START SUPPLIED TEXT
Saturday, February 29, 2020

The Problem of My Brother’s Whereabouts Shortly before His Truck Fire


This post considers further the issue of where my brother Mark was shortly before a pool of his blood ended up in his driveway and his truck went up in flames in the field across from his house in rural Great Valley, N.Y., on September 23, 2003 (see posts of August 22, 2012, and March 3, 2014).

When I spoke with acquaintances of Mark’s in the weeks after his death, no one seemed to have any idea about his whereabouts the entire day of the fire. In conversations with me by phone and at one point in person, the N.Y. State Police investigator Edward Kalfas was not forthcoming with information and apparently was not pleased that I had made some inquiries of my own.  He simply insisted that it looked like a suicide, but offered only the flimsiest of explanations for that view (see esp. post of March 27, 2012).
END SUPPLIED TEXT
START GIVEN DATA
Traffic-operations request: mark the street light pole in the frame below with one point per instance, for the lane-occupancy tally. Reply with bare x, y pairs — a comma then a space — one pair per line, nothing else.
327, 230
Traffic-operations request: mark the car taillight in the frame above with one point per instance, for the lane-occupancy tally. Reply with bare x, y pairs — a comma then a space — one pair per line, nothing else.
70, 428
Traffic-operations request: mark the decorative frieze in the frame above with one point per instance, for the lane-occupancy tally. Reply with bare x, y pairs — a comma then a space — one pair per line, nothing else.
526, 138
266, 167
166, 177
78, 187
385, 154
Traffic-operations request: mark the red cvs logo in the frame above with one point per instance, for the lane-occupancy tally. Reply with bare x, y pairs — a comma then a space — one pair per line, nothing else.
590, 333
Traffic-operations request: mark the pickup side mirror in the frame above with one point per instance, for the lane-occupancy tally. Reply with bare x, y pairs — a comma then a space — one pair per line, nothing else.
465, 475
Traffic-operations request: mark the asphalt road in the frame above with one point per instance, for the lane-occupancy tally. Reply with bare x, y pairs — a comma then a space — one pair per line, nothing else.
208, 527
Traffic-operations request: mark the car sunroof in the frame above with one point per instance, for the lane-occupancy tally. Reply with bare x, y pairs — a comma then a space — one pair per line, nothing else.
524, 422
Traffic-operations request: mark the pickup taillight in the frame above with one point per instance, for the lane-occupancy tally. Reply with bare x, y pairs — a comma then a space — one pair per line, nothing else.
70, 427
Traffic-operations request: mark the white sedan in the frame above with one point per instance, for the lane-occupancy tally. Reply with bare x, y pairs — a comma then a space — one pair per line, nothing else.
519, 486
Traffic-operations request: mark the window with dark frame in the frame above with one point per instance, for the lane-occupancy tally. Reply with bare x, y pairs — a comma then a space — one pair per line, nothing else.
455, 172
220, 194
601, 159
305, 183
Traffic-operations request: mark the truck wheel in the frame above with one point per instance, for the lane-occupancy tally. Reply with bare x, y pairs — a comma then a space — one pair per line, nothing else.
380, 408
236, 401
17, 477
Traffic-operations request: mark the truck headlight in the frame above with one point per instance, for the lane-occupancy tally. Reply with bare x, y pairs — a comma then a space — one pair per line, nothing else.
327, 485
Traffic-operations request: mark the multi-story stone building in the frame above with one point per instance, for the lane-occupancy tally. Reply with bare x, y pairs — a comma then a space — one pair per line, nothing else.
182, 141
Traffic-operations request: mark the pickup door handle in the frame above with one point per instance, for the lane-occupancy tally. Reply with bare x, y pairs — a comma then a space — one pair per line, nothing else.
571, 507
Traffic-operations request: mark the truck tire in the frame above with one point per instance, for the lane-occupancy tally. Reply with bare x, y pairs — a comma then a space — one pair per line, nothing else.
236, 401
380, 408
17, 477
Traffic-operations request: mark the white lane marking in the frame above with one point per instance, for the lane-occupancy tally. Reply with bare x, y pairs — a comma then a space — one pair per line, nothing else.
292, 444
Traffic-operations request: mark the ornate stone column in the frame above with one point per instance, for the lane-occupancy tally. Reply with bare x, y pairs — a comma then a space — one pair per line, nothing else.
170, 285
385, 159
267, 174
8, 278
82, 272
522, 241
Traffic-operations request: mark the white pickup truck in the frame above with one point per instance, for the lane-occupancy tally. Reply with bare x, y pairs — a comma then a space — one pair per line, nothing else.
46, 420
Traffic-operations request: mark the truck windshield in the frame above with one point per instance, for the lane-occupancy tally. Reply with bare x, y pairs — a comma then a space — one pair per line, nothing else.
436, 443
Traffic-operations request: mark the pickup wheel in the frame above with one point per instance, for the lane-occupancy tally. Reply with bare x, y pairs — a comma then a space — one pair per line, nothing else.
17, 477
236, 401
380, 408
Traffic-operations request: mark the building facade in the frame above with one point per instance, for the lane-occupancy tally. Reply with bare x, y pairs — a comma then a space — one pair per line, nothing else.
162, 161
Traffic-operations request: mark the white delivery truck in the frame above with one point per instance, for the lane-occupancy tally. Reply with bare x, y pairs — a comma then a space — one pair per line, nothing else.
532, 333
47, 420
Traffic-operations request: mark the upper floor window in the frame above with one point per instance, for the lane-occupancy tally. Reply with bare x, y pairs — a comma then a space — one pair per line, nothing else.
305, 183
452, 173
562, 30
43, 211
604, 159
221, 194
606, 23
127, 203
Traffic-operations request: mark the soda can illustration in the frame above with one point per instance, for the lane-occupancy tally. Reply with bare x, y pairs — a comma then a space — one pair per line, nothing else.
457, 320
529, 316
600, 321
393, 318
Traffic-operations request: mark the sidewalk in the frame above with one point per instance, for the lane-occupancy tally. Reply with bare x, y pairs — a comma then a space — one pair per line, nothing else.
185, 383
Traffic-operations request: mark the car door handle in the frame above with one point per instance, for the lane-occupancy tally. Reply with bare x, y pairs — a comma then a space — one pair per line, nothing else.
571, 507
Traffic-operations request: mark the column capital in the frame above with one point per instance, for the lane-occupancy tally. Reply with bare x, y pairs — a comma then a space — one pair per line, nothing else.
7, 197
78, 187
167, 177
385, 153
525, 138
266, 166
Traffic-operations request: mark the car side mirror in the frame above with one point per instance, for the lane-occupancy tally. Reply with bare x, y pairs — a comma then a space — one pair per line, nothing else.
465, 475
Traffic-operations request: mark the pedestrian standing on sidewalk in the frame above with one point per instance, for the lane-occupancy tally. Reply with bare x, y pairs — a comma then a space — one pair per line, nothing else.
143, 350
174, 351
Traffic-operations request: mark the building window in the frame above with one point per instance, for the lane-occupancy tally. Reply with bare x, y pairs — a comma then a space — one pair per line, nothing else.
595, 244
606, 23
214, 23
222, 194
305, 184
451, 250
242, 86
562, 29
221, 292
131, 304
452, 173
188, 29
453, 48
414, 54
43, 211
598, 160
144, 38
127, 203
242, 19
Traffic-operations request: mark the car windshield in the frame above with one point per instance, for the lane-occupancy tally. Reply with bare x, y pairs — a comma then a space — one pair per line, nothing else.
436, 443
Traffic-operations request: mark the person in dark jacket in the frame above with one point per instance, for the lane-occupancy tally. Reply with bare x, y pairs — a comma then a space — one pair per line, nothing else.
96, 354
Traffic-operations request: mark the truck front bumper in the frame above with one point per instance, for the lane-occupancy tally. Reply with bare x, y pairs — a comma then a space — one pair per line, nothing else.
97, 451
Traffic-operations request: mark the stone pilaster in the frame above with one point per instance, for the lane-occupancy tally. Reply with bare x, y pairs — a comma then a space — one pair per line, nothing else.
END GIVEN DATA
DIRECTIONS FOR THIS TASK
Answer these questions from the post about the truck fire:
(a) On what date did the truck go up in flames?
(b) In what town was the house across from the field where the truck burned?
(c) What did the investigator Edward Kalfas insist the death looked like?

REPLY
(a) September 23, 2003
(b) Great Valley, N.Y.
(c) A suicide